TASK = Reproduce each entry below in full, exactly as it was given.

%%

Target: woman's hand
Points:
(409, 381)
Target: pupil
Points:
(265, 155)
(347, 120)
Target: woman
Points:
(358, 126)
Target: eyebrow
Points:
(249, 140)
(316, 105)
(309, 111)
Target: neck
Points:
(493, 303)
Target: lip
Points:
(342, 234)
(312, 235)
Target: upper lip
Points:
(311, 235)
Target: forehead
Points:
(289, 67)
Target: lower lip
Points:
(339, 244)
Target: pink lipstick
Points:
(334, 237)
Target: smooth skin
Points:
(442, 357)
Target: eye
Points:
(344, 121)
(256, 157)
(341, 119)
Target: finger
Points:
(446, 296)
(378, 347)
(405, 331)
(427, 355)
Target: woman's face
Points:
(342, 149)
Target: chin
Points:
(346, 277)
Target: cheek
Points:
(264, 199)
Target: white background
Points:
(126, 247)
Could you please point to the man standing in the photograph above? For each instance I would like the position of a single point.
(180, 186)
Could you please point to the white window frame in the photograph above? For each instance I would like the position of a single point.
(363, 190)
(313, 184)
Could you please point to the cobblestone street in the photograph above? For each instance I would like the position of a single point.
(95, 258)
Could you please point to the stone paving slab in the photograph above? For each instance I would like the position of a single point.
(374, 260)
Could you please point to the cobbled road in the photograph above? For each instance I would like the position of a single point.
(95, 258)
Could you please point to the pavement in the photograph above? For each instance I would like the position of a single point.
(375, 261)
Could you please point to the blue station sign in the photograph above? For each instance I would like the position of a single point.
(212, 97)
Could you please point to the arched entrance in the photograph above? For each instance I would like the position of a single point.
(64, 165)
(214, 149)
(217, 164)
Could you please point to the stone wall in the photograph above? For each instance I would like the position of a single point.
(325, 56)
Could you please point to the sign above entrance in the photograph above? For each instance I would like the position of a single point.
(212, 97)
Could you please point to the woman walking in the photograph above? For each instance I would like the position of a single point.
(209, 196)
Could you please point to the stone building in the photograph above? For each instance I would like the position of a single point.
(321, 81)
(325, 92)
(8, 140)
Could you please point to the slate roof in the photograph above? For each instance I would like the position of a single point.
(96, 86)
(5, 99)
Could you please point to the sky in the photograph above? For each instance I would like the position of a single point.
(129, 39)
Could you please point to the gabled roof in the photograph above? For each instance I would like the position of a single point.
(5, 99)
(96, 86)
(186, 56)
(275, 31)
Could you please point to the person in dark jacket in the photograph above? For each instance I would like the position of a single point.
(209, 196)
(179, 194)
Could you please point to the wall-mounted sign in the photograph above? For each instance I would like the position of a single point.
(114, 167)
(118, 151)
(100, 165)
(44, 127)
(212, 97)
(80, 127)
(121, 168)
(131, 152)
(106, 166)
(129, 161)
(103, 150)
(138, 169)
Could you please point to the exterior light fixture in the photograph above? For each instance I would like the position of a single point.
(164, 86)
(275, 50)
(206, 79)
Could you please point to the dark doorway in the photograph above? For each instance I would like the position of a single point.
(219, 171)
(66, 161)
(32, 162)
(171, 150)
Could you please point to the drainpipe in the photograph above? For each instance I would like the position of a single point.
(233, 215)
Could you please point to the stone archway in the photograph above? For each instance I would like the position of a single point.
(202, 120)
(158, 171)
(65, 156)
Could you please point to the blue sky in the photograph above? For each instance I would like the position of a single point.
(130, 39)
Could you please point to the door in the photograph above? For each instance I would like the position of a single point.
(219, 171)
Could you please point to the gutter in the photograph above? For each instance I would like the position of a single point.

%%

SOLUTION FOR THIS PROBLEM =
Target: woman's hand
Points:
(409, 381)
Target: pupil
Points:
(265, 155)
(347, 120)
Target: woman
Points:
(358, 126)
Target: eyebrow
Points:
(249, 140)
(316, 105)
(309, 111)
Target: neck
Points:
(493, 303)
Target: lip
Points:
(342, 234)
(312, 235)
Target: upper lip
Points:
(311, 235)
Target: forehead
Points:
(289, 67)
Target: lower lip
Points:
(339, 244)
Target: pink lipstick
Points:
(334, 237)
Target: smooth skin
Points:
(442, 357)
Target: eye
Points:
(344, 121)
(256, 157)
(341, 119)
Target: finger
Points:
(446, 296)
(378, 347)
(405, 331)
(427, 355)
Target: woman's face
Points:
(342, 149)
Target: chin
Points:
(346, 277)
Target: cheek
Points:
(264, 199)
Target: white background
Points:
(126, 247)
Could you please point to the man standing in the photograph above? For each instance I would like the position of a single point.
(180, 186)
Could you please point to the white window frame in the photograph above? For each instance I would like the position of a single point.
(363, 190)
(313, 184)
Could you please point to the cobblestone street in the photograph above? For each instance I would like the position of a single point.
(95, 258)
Could you please point to the stone paving slab in the photograph above? For each instance I would like the position of a single point.
(374, 260)
Could you please point to the cobbled road in the photograph above? For each instance I would like the position of a single point.
(95, 258)
Could you please point to the pavement in the photograph above? For each instance I would like the position of a single point.
(375, 261)
Could you please point to the blue station sign in the photograph above? For each instance I would like the position of a single point.
(212, 97)
Could you please point to the arched entrance in the photograph above? For each instance I would like the position of a single point.
(64, 165)
(214, 149)
(217, 164)
Could you please point to the stone wall in the photograph above? For each instance I would like the position of a single point.
(325, 56)
Could you please point to the sign above entrance in the photograph above? For each instance I would like the position of a single point.
(212, 97)
Could you please point to the woman walking in the photograph above? For each instance I would like the position of a single point.
(209, 196)
Could you please point to the stone building in the photograph above? For each instance I would like the position of a single point.
(321, 81)
(325, 92)
(8, 140)
Could you please point to the slate roof in the photograph above? For each instance I would like the position of a single point.
(96, 86)
(5, 99)
Could you please point to the sky in the photograph above? For each instance I would like the position of a single point.
(129, 39)
Could you please point to the gabled roof in the photograph above? For each instance I would like the position of a single point.
(5, 99)
(96, 86)
(186, 56)
(275, 31)
Could you please point to the person in dark jacket in the photograph above? For each instance I would like the position of a single point.
(209, 196)
(179, 194)
Could you please point to the wall-mounted sign in the photograph above? For each instance I would like the position of a single point.
(114, 167)
(118, 151)
(100, 165)
(44, 127)
(212, 97)
(80, 127)
(121, 168)
(131, 152)
(106, 166)
(129, 161)
(103, 150)
(138, 169)
Could you please point to the exterior light fixture in the photograph above? For each instance I would like the position of a single point.
(164, 86)
(275, 50)
(206, 79)
Could you please point to the dark doorway in the photograph above? For each instance I would like the position of a single point.
(219, 171)
(66, 161)
(32, 162)
(171, 150)
Could you please point to the drainpipe in the photograph above? For each instance I would like the position of a single point.
(233, 215)
Could you please point to the stone archway in the photograph above? For each instance I would like the position of a single point.
(202, 120)
(158, 171)
(65, 156)
Could you please point to the blue sky in the photograph above? For each instance I would like the position of a single point.
(130, 39)
Could you please point to the door in the photograph above? For each instance I would like the position of a single point.
(219, 171)
Could you please point to the gutter in the photograph above? For each instance I would like the position of a single point.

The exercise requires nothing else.